REQUIRED WORK: In the material below, swap "illuminated" for "lit" and give back the lines from the one containing "small building. We're using it for model evaluation." through the one containing "[97,37,112,63]", with everything else unchanged.

PROVIDED ENTRIES:
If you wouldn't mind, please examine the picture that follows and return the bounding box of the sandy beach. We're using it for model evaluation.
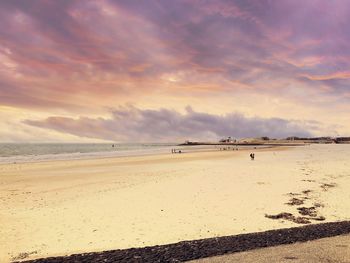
[0,145,350,262]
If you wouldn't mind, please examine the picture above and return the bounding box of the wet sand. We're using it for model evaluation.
[0,145,350,262]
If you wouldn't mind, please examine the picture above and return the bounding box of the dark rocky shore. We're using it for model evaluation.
[22,221,350,263]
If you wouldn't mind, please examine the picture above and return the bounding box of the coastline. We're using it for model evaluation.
[0,145,350,262]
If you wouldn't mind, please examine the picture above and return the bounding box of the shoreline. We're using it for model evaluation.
[0,145,350,262]
[18,221,350,263]
[0,144,282,165]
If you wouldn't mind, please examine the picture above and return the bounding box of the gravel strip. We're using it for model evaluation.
[20,221,350,263]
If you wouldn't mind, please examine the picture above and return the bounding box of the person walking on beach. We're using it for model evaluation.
[250,153,255,161]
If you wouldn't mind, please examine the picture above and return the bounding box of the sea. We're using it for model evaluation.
[0,143,177,163]
[0,143,264,164]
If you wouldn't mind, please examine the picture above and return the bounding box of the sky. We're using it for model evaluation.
[0,0,350,142]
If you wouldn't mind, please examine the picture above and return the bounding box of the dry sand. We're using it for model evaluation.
[0,145,350,262]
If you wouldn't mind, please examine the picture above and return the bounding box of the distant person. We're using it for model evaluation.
[250,153,255,161]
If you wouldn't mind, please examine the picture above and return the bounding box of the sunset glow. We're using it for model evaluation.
[0,0,350,142]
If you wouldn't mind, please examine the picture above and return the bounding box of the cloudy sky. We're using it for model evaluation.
[0,0,350,142]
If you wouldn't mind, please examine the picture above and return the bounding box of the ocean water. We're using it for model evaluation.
[0,143,265,164]
[0,143,176,163]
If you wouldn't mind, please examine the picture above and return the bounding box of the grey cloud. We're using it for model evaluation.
[25,106,318,142]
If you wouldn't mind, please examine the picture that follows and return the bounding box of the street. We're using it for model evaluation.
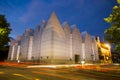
[0,64,120,80]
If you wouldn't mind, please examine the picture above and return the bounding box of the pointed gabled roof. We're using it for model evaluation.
[48,12,60,25]
[44,12,65,37]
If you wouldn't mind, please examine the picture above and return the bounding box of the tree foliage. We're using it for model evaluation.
[0,15,11,50]
[104,0,120,53]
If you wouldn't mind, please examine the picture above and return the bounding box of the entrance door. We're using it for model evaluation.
[75,55,80,64]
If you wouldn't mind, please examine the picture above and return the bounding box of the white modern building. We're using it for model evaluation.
[8,12,99,63]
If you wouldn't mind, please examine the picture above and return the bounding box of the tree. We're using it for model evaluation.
[0,14,11,50]
[104,0,120,53]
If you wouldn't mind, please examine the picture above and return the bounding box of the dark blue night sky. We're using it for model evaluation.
[0,0,116,38]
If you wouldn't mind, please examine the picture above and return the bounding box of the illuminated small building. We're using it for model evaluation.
[8,12,99,63]
[97,37,112,63]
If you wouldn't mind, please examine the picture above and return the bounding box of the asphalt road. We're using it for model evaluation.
[0,62,120,80]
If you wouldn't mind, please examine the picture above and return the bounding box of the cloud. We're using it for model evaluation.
[20,0,83,23]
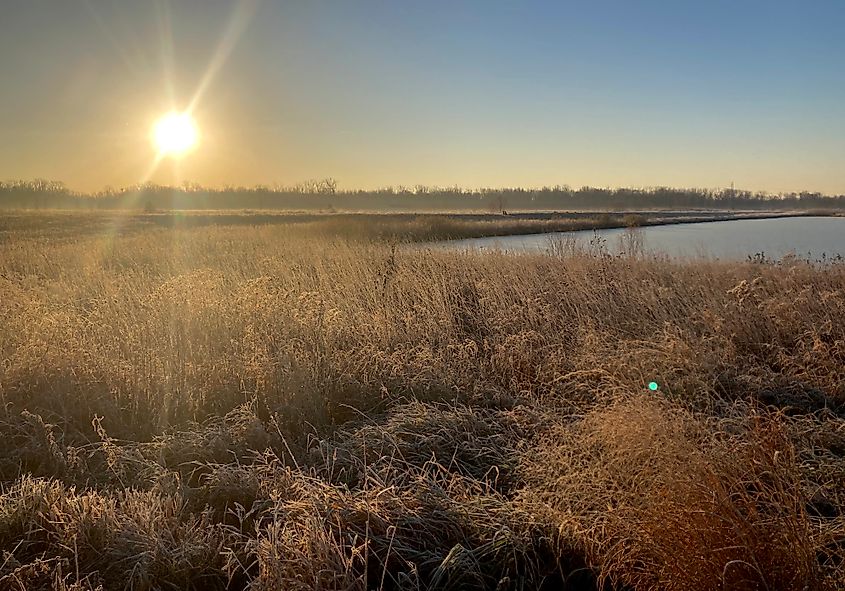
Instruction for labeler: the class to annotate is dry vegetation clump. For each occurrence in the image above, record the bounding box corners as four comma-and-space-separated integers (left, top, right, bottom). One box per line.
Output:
523, 398, 821, 590
0, 216, 845, 591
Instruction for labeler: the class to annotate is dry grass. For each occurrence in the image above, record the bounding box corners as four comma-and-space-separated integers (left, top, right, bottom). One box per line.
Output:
0, 215, 845, 591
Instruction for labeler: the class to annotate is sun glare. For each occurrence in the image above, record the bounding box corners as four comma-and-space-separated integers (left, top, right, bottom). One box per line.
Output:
153, 112, 199, 156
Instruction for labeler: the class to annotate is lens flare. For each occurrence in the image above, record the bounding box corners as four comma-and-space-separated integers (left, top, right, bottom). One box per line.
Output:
153, 112, 199, 156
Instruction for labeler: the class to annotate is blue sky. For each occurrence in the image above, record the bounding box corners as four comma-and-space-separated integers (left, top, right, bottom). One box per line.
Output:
0, 0, 845, 193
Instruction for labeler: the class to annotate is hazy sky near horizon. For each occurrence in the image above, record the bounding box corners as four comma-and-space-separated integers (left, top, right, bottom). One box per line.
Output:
0, 0, 845, 194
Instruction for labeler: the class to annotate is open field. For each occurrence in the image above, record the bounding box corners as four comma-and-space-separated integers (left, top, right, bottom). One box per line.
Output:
0, 213, 845, 591
0, 210, 839, 244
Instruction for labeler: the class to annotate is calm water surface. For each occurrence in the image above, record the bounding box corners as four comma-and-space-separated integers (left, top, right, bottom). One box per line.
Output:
433, 217, 845, 260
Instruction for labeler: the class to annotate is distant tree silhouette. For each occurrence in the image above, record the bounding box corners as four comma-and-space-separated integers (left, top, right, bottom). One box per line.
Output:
0, 178, 845, 213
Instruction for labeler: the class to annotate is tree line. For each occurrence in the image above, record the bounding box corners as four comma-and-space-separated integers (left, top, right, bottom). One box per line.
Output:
0, 178, 845, 213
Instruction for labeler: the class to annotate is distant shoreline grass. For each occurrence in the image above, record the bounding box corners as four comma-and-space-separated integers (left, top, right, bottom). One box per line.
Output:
0, 213, 845, 591
0, 210, 840, 242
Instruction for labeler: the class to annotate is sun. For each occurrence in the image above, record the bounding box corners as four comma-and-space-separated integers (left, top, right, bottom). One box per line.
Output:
153, 111, 199, 156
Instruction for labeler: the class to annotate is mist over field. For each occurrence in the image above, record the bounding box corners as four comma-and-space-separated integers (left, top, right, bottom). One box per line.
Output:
0, 0, 845, 591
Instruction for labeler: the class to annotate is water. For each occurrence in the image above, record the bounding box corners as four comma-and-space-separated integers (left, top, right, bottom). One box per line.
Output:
434, 217, 845, 260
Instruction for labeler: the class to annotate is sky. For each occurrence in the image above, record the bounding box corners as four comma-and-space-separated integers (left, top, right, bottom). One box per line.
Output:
0, 0, 845, 194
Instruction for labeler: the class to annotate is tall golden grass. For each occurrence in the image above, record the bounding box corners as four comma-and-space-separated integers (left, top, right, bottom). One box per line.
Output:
0, 215, 845, 591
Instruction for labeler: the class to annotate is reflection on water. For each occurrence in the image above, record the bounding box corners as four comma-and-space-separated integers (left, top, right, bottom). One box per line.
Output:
434, 217, 845, 260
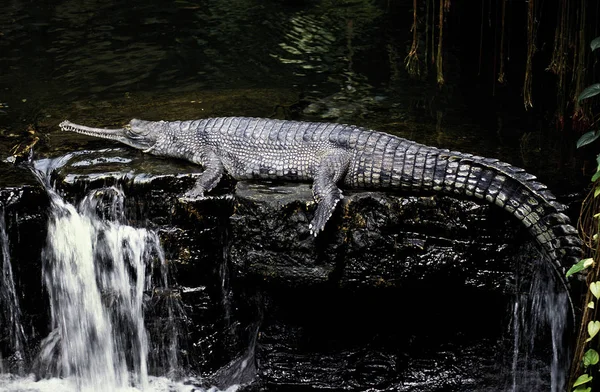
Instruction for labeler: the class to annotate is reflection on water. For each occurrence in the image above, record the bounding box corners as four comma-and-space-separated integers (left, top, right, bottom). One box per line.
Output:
0, 0, 392, 105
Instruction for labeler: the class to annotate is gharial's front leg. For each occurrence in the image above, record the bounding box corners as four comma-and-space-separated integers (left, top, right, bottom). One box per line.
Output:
179, 152, 225, 201
308, 151, 349, 237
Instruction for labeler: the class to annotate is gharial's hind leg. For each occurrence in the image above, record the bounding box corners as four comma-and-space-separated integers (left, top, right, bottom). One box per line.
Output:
308, 152, 349, 237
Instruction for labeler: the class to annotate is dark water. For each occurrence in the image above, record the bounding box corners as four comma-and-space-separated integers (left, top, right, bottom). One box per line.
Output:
0, 0, 556, 171
0, 0, 584, 390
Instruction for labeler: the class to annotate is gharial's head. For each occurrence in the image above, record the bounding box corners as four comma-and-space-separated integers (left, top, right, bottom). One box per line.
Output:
59, 119, 167, 152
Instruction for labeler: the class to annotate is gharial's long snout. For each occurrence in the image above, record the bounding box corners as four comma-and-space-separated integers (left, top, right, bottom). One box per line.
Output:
58, 120, 126, 141
58, 120, 154, 150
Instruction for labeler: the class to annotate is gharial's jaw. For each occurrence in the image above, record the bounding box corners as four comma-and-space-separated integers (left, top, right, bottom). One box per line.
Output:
59, 120, 155, 150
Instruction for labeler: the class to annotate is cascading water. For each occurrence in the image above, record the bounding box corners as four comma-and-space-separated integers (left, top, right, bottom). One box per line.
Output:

EXERCISE SOLUTION:
If you wouldn't mind, please examine the picture above and return the bounding box of the lit small building. We're using it for model evaluation.
[8,12,99,63]
[97,37,112,63]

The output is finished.